▸ Task item:
The records below are to be reproduced word for word.

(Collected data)
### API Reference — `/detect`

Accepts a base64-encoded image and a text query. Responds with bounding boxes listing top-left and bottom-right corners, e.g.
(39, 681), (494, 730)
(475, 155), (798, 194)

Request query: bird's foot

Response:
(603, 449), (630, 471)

▸ Task output:
### API Reference — `/detect`

Accepts a base64-encoded image and a text query. Responds with bounding boxes listing top-left and bottom-right corners, e.g.
(39, 681), (494, 730)
(475, 155), (798, 194)

Request query: bird's foot

Response:
(603, 449), (630, 471)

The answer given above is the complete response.